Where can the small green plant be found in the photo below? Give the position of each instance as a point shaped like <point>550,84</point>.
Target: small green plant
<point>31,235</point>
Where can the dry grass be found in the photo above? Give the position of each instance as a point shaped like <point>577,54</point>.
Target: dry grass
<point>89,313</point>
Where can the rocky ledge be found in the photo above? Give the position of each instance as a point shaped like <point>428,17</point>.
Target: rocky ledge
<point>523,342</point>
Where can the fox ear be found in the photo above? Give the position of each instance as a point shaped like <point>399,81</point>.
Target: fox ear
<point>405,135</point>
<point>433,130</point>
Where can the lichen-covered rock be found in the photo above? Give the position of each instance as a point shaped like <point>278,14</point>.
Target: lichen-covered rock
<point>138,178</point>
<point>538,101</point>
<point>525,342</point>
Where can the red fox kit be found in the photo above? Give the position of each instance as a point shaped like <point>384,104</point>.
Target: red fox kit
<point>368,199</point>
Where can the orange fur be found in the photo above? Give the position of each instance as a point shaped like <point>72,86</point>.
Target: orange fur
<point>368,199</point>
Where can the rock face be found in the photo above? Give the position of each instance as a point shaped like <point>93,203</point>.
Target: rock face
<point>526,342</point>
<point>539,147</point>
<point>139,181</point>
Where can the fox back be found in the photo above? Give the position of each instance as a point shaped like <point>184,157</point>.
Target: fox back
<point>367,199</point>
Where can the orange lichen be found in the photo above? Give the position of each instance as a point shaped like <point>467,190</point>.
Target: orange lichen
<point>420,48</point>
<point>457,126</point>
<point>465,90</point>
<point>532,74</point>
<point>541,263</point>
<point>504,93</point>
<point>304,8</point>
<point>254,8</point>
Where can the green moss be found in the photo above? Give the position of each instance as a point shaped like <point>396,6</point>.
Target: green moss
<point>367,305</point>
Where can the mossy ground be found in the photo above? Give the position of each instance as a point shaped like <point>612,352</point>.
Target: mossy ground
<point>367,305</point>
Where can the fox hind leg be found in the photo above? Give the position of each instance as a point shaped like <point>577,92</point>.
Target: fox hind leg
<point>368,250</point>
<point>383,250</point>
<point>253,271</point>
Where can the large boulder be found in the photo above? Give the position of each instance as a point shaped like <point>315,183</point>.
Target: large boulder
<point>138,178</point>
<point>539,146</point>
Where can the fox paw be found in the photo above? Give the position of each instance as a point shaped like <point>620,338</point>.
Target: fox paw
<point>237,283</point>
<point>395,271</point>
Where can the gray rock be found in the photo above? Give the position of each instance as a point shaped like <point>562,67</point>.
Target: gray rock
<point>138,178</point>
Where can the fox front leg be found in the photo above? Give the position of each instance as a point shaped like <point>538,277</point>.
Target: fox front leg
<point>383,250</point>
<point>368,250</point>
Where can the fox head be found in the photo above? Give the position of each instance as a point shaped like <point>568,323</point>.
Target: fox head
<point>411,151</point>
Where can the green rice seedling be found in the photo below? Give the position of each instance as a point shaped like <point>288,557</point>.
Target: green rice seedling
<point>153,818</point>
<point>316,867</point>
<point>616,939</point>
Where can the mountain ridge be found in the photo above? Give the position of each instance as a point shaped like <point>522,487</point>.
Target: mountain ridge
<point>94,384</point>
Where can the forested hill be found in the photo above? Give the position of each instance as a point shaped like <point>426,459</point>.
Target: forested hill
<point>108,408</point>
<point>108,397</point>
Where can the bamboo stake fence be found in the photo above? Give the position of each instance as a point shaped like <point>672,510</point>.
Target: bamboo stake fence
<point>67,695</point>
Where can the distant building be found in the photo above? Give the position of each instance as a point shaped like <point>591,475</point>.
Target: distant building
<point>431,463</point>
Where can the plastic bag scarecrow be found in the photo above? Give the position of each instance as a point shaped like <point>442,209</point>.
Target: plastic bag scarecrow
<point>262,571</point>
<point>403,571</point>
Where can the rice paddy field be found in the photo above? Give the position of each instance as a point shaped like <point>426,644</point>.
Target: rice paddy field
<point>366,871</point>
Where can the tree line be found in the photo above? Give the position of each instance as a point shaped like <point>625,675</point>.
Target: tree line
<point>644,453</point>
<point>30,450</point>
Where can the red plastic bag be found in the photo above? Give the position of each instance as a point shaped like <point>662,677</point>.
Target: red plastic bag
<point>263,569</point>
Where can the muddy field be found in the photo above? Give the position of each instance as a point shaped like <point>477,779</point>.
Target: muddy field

▶ **Stated goal**
Copy out every entry above word for word, changing nothing.

▶ **Expected output**
Where can the small green plant be found in the photo below? Give the position of each instance as a point shaped like <point>550,84</point>.
Target: small green plant
<point>31,235</point>
Where can the dry grass be found in the photo above? Give the position of each instance as a point shaped like <point>577,54</point>.
Target: dry grass
<point>89,313</point>
Where can the rocky ledge be found in the photo above? Give the position of each instance as a point shaped like <point>428,17</point>.
Target: rocky ledge
<point>523,342</point>
Where can the fox ear be found in the photo above? Give the position of each instance as a point shaped like <point>399,81</point>.
Target: fox ear
<point>405,135</point>
<point>433,130</point>
Where can the lichen-covered rock be found in the photo above? Give the position of each instance as a point shaped like <point>278,14</point>.
Target: lichen-covered rock
<point>138,178</point>
<point>538,101</point>
<point>525,342</point>
Where can the red fox kit be found in the photo above? Give the position of each instance as a point shaped like <point>384,104</point>.
Target: red fox kit
<point>368,199</point>
Where can the orange fur be found in the photo above? Give the position of each instance as a point shaped like <point>72,86</point>.
Target: orange fur
<point>368,199</point>
Where can the rock face be found in the photo above? Give the position of each instance as a point shaped like <point>93,203</point>.
Target: rock face
<point>526,342</point>
<point>539,147</point>
<point>139,181</point>
Where can the fox back be found in the photo above? Give the position of each instance as a point shaped like <point>184,157</point>.
Target: fox back
<point>367,199</point>
Where can the orange lichen be found in the photo above? Give the position of each instance as a point shaped like <point>467,190</point>.
Target: orange lichen
<point>420,48</point>
<point>457,126</point>
<point>465,90</point>
<point>532,74</point>
<point>541,263</point>
<point>504,93</point>
<point>304,8</point>
<point>254,8</point>
Where can the green moss be found in the photo above? Give the position of each instance as a point shaped like <point>396,6</point>.
Target: green moss
<point>367,305</point>
Where can the mossy ground be found in the photo above? Give the position of each instance as a point shaped like <point>612,352</point>.
Target: mossy ground
<point>367,305</point>
Where can the fox hind leg be found in the photo above? Give the position of each instance as a point shaped like <point>577,92</point>.
Target: fox hind leg
<point>368,250</point>
<point>383,250</point>
<point>253,271</point>
Where can the large boulder be found in the photo above? Give the position of each instance as a point shaped like <point>315,183</point>.
Target: large boulder
<point>138,178</point>
<point>539,146</point>
Where can the fox paw be found in the photo above? Give the position of each instance as a point shaped like <point>620,338</point>.
Target: fox paw
<point>237,283</point>
<point>395,271</point>
Where can the gray rock be found in the photo above? Give the position of each instance as a point shaped like <point>562,67</point>.
Target: gray rock
<point>138,178</point>
Where can the fox front leg be found in the photo above? Give the position of each instance as a point shaped like <point>538,277</point>.
Target: fox front leg
<point>383,250</point>
<point>368,250</point>
Where can the fox head be found in the photo above? Give the position of each instance as a point shaped like <point>568,323</point>.
Target: fox head
<point>411,151</point>
Where can the green rice seedling be found in the photo below? Give the position of each instance as a point shaped like <point>288,557</point>.
Target: green rice seedling
<point>153,818</point>
<point>316,867</point>
<point>616,939</point>
Where can the mountain ridge be found in the photo above? Give the position of each instance as a point shaped like <point>522,487</point>.
Target: mountain ridge
<point>94,384</point>
Where can the forested hill be found in the photo above? Give the position of each instance as a point shaped like <point>426,459</point>.
Target: forested hill
<point>108,408</point>
<point>108,397</point>
Where can the bamboo stake fence be found in the photo above? Give the position of each instance as a point shaped like <point>672,510</point>.
Target: bamboo stake fence
<point>67,695</point>
Where can the distant building be found in the photo above? Give the position of each instance as a point shaped like <point>591,475</point>.
Target: distant building
<point>431,463</point>
Where can the plastic bag scarecrow be found in the photo above? Give the position of each instance as a point shaped like <point>442,209</point>.
Target: plastic bag scarecrow
<point>262,571</point>
<point>403,571</point>
Where can the rice paddy field be found in the photo above? Give the position of each instance as a point shaped like <point>426,644</point>.
Target: rice paddy field
<point>366,871</point>
Where can the tree line be found in the photo above? Give the position of each instance as a point shaped like <point>625,675</point>.
Target: tree line
<point>644,453</point>
<point>30,450</point>
Where can the red plastic bag be found in the photo above? Give the position of each instance as a point shaped like <point>662,677</point>.
Target: red plastic bag
<point>263,569</point>
Where can the muddy field be found in the photo above? Give the position of each instance as a point shaped like <point>477,779</point>.
Target: muddy field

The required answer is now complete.